[Entries from a point annotation set]
^^^^
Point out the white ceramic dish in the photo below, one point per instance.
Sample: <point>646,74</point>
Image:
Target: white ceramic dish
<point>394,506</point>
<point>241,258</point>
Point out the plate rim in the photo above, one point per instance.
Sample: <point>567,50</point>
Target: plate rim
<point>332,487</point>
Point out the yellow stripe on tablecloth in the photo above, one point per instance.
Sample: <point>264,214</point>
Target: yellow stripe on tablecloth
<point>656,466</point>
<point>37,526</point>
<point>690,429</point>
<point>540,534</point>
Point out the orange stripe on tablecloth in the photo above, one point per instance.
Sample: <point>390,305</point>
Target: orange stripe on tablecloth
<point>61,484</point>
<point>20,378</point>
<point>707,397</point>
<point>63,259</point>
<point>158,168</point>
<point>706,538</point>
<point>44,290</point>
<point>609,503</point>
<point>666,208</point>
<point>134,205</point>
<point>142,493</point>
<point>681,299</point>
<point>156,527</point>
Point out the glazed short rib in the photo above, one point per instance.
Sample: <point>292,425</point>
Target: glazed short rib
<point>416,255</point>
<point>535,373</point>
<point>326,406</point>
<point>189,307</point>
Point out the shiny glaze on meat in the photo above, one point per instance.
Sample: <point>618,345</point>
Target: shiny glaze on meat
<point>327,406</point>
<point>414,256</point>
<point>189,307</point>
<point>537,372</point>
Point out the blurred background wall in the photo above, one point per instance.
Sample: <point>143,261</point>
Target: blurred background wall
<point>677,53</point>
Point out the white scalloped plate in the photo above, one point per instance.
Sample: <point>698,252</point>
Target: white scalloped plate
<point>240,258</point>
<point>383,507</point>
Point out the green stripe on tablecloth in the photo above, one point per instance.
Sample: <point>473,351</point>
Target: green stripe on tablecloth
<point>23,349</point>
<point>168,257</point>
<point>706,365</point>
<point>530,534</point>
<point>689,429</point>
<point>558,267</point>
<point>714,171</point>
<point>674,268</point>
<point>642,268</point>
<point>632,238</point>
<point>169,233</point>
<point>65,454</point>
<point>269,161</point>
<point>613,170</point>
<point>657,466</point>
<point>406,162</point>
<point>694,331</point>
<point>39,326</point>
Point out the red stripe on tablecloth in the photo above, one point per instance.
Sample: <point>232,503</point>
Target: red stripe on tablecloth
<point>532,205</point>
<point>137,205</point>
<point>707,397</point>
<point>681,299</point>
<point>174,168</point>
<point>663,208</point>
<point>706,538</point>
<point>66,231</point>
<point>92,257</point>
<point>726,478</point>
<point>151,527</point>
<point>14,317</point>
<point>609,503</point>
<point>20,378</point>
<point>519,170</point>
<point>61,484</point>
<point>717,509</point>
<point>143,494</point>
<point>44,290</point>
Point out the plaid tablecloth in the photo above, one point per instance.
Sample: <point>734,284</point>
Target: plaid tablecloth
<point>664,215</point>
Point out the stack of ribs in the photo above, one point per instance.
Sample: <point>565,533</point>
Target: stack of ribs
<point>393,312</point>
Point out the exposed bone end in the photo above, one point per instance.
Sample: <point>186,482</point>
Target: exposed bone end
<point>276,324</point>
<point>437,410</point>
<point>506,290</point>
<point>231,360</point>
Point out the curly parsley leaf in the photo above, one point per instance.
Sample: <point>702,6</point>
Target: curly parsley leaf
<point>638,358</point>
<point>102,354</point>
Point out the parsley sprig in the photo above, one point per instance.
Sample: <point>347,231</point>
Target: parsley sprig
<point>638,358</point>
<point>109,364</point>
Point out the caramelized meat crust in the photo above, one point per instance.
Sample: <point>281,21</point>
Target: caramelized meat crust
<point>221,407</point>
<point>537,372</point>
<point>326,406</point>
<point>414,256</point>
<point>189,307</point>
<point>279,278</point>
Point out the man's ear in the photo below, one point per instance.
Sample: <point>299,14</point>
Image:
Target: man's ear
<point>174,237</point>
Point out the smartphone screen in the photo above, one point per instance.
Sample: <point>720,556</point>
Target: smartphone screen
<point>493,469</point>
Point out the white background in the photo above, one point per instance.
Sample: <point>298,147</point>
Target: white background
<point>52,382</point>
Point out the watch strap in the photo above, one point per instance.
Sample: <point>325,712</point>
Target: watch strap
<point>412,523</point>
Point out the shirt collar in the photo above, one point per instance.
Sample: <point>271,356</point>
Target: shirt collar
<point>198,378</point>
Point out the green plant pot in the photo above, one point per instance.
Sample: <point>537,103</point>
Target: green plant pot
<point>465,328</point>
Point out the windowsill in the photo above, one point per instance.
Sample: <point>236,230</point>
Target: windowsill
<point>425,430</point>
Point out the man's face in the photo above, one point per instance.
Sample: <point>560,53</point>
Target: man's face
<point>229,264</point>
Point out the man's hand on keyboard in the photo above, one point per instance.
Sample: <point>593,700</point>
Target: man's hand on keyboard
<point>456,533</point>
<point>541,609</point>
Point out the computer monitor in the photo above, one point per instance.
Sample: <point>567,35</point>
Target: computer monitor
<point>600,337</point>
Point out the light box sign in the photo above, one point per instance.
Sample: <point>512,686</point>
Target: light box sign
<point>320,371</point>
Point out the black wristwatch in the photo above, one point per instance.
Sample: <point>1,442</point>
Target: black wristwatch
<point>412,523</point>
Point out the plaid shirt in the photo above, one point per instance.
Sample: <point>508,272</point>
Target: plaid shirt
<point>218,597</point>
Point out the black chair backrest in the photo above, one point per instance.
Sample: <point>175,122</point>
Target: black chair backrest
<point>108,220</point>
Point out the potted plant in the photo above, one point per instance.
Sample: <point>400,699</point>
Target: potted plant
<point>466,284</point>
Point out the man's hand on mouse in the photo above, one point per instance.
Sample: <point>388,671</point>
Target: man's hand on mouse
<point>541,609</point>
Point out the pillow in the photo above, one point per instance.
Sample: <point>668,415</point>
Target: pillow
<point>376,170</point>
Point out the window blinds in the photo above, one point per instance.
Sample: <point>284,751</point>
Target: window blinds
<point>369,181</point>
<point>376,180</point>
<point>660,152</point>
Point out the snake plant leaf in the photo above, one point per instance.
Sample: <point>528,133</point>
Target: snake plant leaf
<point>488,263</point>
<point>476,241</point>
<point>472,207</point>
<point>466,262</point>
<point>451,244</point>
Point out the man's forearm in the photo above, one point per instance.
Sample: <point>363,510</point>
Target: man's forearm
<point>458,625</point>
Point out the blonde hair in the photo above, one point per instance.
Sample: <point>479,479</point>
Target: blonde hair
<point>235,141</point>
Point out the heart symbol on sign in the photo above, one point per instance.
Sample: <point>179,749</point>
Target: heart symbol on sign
^^^^
REQUEST:
Present every line of the items above as a numbered list, dropping any blank lines.

EXERCISE SOLUTION:
1. Point out the white ceramic dish in the photo below, one point per instance.
2. Sample: <point>646,74</point>
3. Image:
4. Target: white ceramic dish
5. <point>394,506</point>
6. <point>241,258</point>
7. Point out the plate rim in the photo above, one point per instance.
8. Sample: <point>567,50</point>
9. Target: plate rim
10. <point>332,487</point>
11. Point out the yellow stripe on tablecloth in the photo above, one point per instance.
12. Sample: <point>264,214</point>
13. Target: yellow stripe on tablecloth
14. <point>656,466</point>
15. <point>37,526</point>
16. <point>690,429</point>
17. <point>540,534</point>
18. Point out the orange stripe on tablecloth in the photo above, one point per instance.
19. Sample: <point>390,305</point>
20. Target: orange stripe on tablecloth
21. <point>61,484</point>
22. <point>20,378</point>
23. <point>707,397</point>
24. <point>63,259</point>
25. <point>158,168</point>
26. <point>706,538</point>
27. <point>44,290</point>
28. <point>609,503</point>
29. <point>666,208</point>
30. <point>134,205</point>
31. <point>142,493</point>
32. <point>681,299</point>
33. <point>156,527</point>
34. Point out the glazed short rib in the photo above, one point per instance.
35. Sample: <point>292,425</point>
36. Target: glazed short rib
37. <point>416,255</point>
38. <point>535,373</point>
39. <point>326,406</point>
40. <point>189,307</point>
41. Point out the shiny glaze on meat in the photo above, one point per instance.
42. Sample: <point>618,345</point>
43. Target: shiny glaze on meat
44. <point>327,406</point>
45. <point>414,256</point>
46. <point>189,307</point>
47. <point>537,372</point>
48. Point out the blurred background wall in the photo above, one point per instance.
49. Sample: <point>143,261</point>
50. Target: blurred background wall
51. <point>677,53</point>
52. Point out the white scalloped plate in the photo above, one point per instance.
53. Sample: <point>698,252</point>
54. Target: white scalloped plate
55. <point>240,258</point>
56. <point>383,507</point>
57. Point out the green stripe on tablecloth in the photo above, one point per instance.
58. Sample: <point>473,351</point>
59. Target: green stripe on tablecloth
60. <point>23,349</point>
61. <point>168,257</point>
62. <point>706,365</point>
63. <point>530,534</point>
64. <point>689,429</point>
65. <point>558,267</point>
66. <point>714,171</point>
67. <point>674,268</point>
68. <point>642,268</point>
69. <point>632,238</point>
70. <point>169,233</point>
71. <point>65,454</point>
72. <point>269,161</point>
73. <point>613,170</point>
74. <point>657,466</point>
75. <point>406,162</point>
76. <point>694,331</point>
77. <point>39,326</point>
78. Point out the red stripe on tablecloth in the photo above, one point per instance.
79. Sample: <point>232,503</point>
80. Target: red stripe on tablecloth
81. <point>532,205</point>
82. <point>137,205</point>
83. <point>707,397</point>
84. <point>681,299</point>
85. <point>174,168</point>
86. <point>663,208</point>
87. <point>706,538</point>
88. <point>66,231</point>
89. <point>92,257</point>
90. <point>726,478</point>
91. <point>151,527</point>
92. <point>14,317</point>
93. <point>609,503</point>
94. <point>20,378</point>
95. <point>519,170</point>
96. <point>61,484</point>
97. <point>717,509</point>
98. <point>143,494</point>
99. <point>44,290</point>
100. Point out the plaid tablecloth in the photo above, one point per instance.
101. Sample: <point>734,284</point>
102. Target: plaid tablecloth
103. <point>664,215</point>
104. Point out the stack of ribs in the photo above, one point per instance.
105. Sample: <point>565,533</point>
106. Target: stack of ribs
107. <point>393,312</point>
108. Point out the exposed bone end in the photo above, one point per instance.
109. Sample: <point>186,482</point>
110. Target: exposed bone end
111. <point>276,324</point>
112. <point>437,410</point>
113. <point>506,290</point>
114. <point>231,360</point>
115. Point out the curly parsley leaf in the photo above, one point per instance.
116. Sample: <point>702,6</point>
117. Target: curly parsley leaf
118. <point>638,358</point>
119. <point>102,354</point>
120. Point out the parsley sprig in the photo above, one point per instance.
121. Sample: <point>347,231</point>
122. Target: parsley sprig
123. <point>638,358</point>
124. <point>109,364</point>
125. Point out the caramelized meat crust in the photo above, one point per instance.
126. Sample: <point>281,21</point>
127. Target: caramelized meat crust
128. <point>221,407</point>
129. <point>537,372</point>
130. <point>326,406</point>
131. <point>414,256</point>
132. <point>189,307</point>
133. <point>279,278</point>
134. Point out the man's ear in the photo below, one point per instance.
135. Sample: <point>299,14</point>
136. Image:
137. Target: man's ear
138. <point>174,237</point>
139. Point out the smartphone screen in the photo above, one point per instance.
140. Sample: <point>720,556</point>
141. Target: smartphone screen
142. <point>493,469</point>
143. Point out the white background in the photo above, one point per instance.
144. Sample: <point>298,147</point>
145. Target: white background
146. <point>52,382</point>
147. Point out the watch strap in the photo above, one point per instance.
148. Sample: <point>325,712</point>
149. Target: watch strap
150. <point>412,523</point>
151. Point out the shirt collar in the photo above, one point per instance.
152. Sample: <point>271,356</point>
153. Target: shirt collar
154. <point>198,378</point>
155. Point out the green plant pot in the photo above, one point per instance.
156. Sample: <point>537,103</point>
157. Target: green plant pot
158. <point>465,328</point>
159. Point out the windowsill in the photo above, one point per instance.
160. Sample: <point>236,230</point>
161. Target: windowsill
162. <point>425,430</point>
163. Point out the man's face in the photo above, one point per instance.
164. Sample: <point>560,53</point>
165. Target: man's face
166. <point>229,264</point>
167. Point out the man's hand on keyboard in the photo above, one point per instance.
168. Sample: <point>593,700</point>
169. Target: man's hand on keyboard
170. <point>456,533</point>
171. <point>541,609</point>
172. Point out the computer monitor in the photo above, one point per instance.
173. Sample: <point>567,35</point>
174. Target: computer monitor
175. <point>600,337</point>
176. Point out the light box sign in the photo above, one point per instance.
177. Sample: <point>512,686</point>
178. Target: light box sign
179. <point>320,371</point>
180. Point out the black wristwatch in the photo above, one point per instance.
181. Sample: <point>1,442</point>
182. Target: black wristwatch
183. <point>412,523</point>
184. Point out the plaid shirt in the photo above, one point per instance.
185. Sample: <point>508,272</point>
186. Target: plaid shirt
187. <point>218,597</point>
188. Point out the black chair backrest in the photo above, one point per instance.
189. Sample: <point>175,122</point>
190. Target: black chair backrest
191. <point>108,220</point>
192. Point out the potted plant in the photo above, one point per instance.
193. Sample: <point>400,699</point>
194. Target: potted plant
195. <point>466,284</point>
196. Point out the man's hand on mouse in the photo above, one point per instance.
197. Sample: <point>388,671</point>
198. Target: man's hand on mouse
199. <point>541,609</point>
200. Point out the pillow in the photo above, one point per instance.
201. Sample: <point>668,415</point>
202. Target: pillow
203. <point>376,170</point>
204. Point out the window blinds in the photo above, one point per instance.
205. Sample: <point>284,751</point>
206. Target: window blinds
207. <point>369,181</point>
208. <point>376,180</point>
209. <point>660,152</point>
210. Point out the snake plant leaf in the photo above, one point per instance.
211. Sample: <point>528,133</point>
212. Target: snake plant leaf
213. <point>488,263</point>
214. <point>476,241</point>
215. <point>472,207</point>
216. <point>466,262</point>
217. <point>451,244</point>
218. Point out the man's forearm in the photo above, one point per instance.
219. Sample: <point>363,510</point>
220. Target: man's forearm
221. <point>458,625</point>
222. Point out the blonde hair in the photo above, one point per instance.
223. Sample: <point>479,479</point>
224. Target: blonde hair
225. <point>235,141</point>
226. Point out the heart symbol on sign in the photo above, one point per instance.
227. Sample: <point>179,749</point>
228. Target: heart symbol on sign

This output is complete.